# SUPPLIED RECORDS
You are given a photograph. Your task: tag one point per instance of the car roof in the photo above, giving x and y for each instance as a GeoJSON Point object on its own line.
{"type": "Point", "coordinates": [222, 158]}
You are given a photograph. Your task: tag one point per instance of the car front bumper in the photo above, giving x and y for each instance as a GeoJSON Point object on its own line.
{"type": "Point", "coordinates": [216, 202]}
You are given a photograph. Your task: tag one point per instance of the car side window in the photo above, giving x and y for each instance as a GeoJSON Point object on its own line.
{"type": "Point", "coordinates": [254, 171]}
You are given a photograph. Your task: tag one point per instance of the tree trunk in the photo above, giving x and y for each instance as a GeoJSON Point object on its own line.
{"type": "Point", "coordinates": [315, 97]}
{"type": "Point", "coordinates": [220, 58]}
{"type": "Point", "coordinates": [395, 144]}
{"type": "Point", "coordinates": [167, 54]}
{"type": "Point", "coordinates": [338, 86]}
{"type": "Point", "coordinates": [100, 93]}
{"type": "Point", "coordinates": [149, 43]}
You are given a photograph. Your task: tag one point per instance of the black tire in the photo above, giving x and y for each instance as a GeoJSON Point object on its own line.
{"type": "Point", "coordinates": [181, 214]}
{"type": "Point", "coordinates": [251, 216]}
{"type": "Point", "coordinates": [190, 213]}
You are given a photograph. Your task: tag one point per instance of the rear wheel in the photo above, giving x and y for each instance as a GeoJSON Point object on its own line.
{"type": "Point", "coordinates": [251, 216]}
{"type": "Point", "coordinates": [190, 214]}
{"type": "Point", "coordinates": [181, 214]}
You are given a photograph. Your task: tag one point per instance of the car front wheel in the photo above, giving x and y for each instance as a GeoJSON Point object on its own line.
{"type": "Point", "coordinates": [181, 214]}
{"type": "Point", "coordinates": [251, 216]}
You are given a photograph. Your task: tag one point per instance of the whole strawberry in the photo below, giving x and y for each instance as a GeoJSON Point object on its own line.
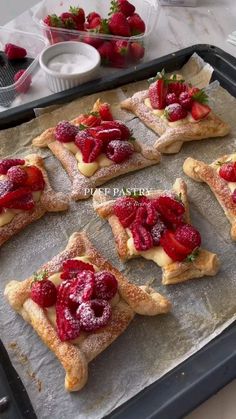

# GIVEN REQUEST
Convert every line of the material above into a JSON list of strings, one string per line, skipping blank lines and leaving out the picture.

# SOLUTION BELOW
[
  "You are given a photograph. Your task: tag one point per instance of the car roof in the photo above, giving x and y for each instance as a GeoJSON Point object on its own line.",
  "{\"type\": \"Point\", \"coordinates\": [222, 158]}",
  "You are given a photograph. Your task: tag one point per instance of the car front bumper in the photo above, giving x and y for each instance as a GeoJSON Point object on its own line.",
  "{\"type\": \"Point\", \"coordinates\": [216, 202]}",
  "You are given a photograph. Your task: tag one point per instance of the car side window in the photo above, giving x and y for each instance as a GeoJSON Point object on its own line.",
  "{\"type\": \"Point\", \"coordinates\": [254, 171]}",
  "You are given a photograph. Your task: tag one point per instance of the tree trunk in the photo above, giving x and y for each instance as a GeoJSON Point object on its own line.",
  "{\"type\": \"Point\", \"coordinates\": [315, 97]}",
  "{\"type\": \"Point\", \"coordinates\": [220, 58]}",
  "{\"type\": \"Point\", \"coordinates\": [395, 144]}",
  "{\"type\": \"Point\", \"coordinates\": [167, 54]}",
  "{\"type\": \"Point\", \"coordinates\": [338, 86]}",
  "{\"type\": \"Point\", \"coordinates\": [100, 93]}",
  "{\"type\": \"Point\", \"coordinates\": [149, 43]}",
  "You are given a photograph. Your task: tag one point per instance of the black tire in the photo above, giving x and y for each instance as a GeoJSON Point object on its own line.",
  "{\"type\": \"Point\", \"coordinates\": [181, 214]}",
  "{\"type\": \"Point\", \"coordinates\": [251, 216]}",
  "{\"type\": \"Point\", \"coordinates\": [190, 213]}",
  "You are given a photograph. Your task: tag one point per instance of the rear wheel in the photo above, giving x and y for each instance as a GeoJSON Point object on its own line.",
  "{\"type\": \"Point\", \"coordinates\": [251, 216]}",
  "{\"type\": \"Point\", \"coordinates\": [190, 214]}",
  "{\"type\": \"Point\", \"coordinates\": [181, 214]}",
  "You are given a photograph. Your task: tag one point per instance of the car front wheel in the photo above, giving x and y for each instance as a GeoJSON Point object on its own line.",
  "{\"type\": \"Point\", \"coordinates\": [181, 214]}",
  "{\"type\": \"Point\", \"coordinates\": [251, 216]}",
  "You are given a photograph. Your task: tag one point per instance of the whole strawberry in the photo below, giving x and y for each instance as a GeoJSON Point object on its own line."
]